* _Text segment_:
# Regal Rat vs Harlan Teklad



## Darksong17 (Feb 11, 2007)

As promised I'll explain the superiority of Regal Rat's ingredients over Harlan Teklad's here :3


First of all, know that low protein and fat has been cited in recent studies as best in a maintenance for adult rats and that Harlan Teklad was designed for laboratory rats and not pet rats. The reason Harlan Teklad's diets are as high in protein and fat as they are is a precautionary measure. It's to ABSOLUTELY ensure that there are no nutritional deficiencies that would skew their test results. A Harlan Teklad nutritionist has stated that the 2014 (14% protein) formula, which has the lowest protein they offer, is the best formula for adult rats kept as pets. Too much protein can do damage to the kidneys over time. The 2018 (18% protein) formula is best for very young rats or pregnant or nursing mothers. The 2016 (18% protein) formula is a good in between for those still wary of feeding a low protein diet.

Regal Rat's protein is 14% and as such it's only suitable as a maintenance diet for adult rats who are not pregnant or nursing.

* _Try it_:
Transcribe the entire forum post comparing Regal Rat and Harlan Teklad word for word. You won't need the records for this.

* _Data shown_:

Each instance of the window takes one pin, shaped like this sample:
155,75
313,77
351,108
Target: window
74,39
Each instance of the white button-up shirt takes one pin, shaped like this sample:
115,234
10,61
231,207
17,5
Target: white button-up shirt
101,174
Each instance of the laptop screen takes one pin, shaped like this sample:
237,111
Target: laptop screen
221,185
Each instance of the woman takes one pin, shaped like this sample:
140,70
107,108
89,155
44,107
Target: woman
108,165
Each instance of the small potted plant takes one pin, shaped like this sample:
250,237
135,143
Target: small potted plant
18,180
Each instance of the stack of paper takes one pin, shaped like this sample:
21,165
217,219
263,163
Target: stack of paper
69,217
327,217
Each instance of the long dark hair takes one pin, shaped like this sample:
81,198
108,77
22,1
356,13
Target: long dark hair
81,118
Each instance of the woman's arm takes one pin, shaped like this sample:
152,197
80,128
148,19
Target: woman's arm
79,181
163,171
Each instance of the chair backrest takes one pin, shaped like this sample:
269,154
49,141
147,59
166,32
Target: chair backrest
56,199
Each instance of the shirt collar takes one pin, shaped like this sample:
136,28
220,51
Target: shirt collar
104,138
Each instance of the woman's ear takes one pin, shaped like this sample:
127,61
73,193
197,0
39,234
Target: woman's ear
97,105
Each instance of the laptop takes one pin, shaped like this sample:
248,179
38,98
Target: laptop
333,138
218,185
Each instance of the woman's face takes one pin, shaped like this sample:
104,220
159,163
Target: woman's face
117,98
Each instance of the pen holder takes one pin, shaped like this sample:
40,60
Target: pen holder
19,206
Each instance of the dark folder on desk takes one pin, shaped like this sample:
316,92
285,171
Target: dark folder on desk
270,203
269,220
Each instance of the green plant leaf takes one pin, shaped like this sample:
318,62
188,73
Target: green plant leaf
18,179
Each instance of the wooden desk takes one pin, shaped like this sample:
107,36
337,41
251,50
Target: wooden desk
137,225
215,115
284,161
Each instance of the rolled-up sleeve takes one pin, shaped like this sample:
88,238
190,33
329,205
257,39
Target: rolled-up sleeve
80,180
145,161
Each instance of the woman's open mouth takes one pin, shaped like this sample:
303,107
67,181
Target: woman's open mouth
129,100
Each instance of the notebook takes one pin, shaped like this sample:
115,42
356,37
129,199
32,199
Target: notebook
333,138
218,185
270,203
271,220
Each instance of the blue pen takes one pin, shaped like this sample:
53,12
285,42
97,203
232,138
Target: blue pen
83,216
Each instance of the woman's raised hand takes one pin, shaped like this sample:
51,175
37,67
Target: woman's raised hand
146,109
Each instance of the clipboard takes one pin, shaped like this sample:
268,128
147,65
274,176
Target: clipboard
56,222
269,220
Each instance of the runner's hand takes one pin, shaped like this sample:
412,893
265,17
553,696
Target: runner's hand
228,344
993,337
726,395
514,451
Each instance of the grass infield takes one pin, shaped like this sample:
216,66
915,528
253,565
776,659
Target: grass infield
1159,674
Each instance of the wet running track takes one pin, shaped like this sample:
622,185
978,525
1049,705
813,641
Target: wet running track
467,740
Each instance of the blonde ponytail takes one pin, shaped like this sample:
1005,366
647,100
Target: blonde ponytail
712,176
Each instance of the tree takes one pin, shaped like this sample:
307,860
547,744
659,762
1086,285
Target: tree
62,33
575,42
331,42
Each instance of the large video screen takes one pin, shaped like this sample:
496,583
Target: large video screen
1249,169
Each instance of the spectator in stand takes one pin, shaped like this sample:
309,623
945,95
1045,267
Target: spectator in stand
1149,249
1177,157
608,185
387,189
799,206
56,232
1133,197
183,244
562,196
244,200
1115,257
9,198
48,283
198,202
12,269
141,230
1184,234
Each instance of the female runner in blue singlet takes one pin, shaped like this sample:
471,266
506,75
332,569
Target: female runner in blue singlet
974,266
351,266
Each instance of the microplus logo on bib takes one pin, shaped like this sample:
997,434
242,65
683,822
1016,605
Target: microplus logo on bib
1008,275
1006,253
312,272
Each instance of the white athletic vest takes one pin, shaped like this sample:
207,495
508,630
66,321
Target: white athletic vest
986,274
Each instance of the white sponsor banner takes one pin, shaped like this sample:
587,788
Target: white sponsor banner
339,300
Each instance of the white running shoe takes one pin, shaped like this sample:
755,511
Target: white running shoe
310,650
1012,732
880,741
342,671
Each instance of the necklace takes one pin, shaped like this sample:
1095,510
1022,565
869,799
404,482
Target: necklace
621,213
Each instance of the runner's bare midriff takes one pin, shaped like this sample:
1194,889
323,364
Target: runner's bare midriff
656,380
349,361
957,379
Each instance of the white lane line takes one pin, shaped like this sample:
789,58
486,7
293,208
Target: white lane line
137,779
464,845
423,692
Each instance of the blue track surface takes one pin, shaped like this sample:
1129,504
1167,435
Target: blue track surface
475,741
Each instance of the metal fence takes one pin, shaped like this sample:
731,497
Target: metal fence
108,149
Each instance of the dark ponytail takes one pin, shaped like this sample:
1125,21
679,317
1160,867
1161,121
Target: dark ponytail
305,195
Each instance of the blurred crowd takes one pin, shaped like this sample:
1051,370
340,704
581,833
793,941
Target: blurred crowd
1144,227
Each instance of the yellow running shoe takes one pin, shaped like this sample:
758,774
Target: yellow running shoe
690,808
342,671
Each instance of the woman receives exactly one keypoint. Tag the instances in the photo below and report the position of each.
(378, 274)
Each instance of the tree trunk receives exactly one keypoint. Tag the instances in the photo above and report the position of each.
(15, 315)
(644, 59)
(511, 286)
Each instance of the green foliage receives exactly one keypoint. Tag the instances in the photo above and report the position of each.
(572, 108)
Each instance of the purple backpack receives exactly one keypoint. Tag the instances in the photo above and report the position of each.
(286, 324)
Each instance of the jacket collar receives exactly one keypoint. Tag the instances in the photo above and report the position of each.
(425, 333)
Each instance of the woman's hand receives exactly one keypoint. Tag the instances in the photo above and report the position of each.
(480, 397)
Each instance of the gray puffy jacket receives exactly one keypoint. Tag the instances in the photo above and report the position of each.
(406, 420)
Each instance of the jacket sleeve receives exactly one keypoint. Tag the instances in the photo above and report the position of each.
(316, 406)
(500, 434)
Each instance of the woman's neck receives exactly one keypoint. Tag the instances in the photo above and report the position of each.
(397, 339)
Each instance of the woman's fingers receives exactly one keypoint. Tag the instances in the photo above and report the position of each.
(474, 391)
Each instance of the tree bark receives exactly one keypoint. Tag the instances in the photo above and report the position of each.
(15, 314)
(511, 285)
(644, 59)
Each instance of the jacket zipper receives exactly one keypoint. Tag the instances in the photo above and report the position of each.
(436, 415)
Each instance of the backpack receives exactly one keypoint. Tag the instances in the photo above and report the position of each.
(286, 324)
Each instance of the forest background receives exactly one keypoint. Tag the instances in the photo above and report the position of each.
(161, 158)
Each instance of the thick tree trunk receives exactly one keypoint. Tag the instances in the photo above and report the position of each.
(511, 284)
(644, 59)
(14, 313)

* _Solution for this problem_:
# Regal Rat vs Harlan Teklad



## Darksong17 (Feb 11, 2007)

As promised I'll explain the superiority of Regal Rat's ingredients over Harlan Teklad's here :3


First of all, know that low protein and fat has been cited in recent studies as best in a maintenance for adult rats and that Harlan Teklad was designed for laboratory rats and not pet rats. The reason Harlan Teklad's diets are as high in protein and fat as they are is a precautionary measure. It's to ABSOLUTELY ensure that there are no nutritional deficiencies that would skew their test results. A Harlan Teklad nutritionist has stated that the 2014 (14% protein) formula, which has the lowest protein they offer, is the best formula for adult rats kept as pets. Too much protein can do damage to the kidneys over time. The 2018 (18% protein) formula is best for very young rats or pregnant or nursing mothers. The 2016 (18% protein) formula is a good in between for those still wary of feeding a low protein diet.

Regal Rat's protein is 14% and as such it's only suitable as a maintenance diet for adult rats who are not pregnant or nursing.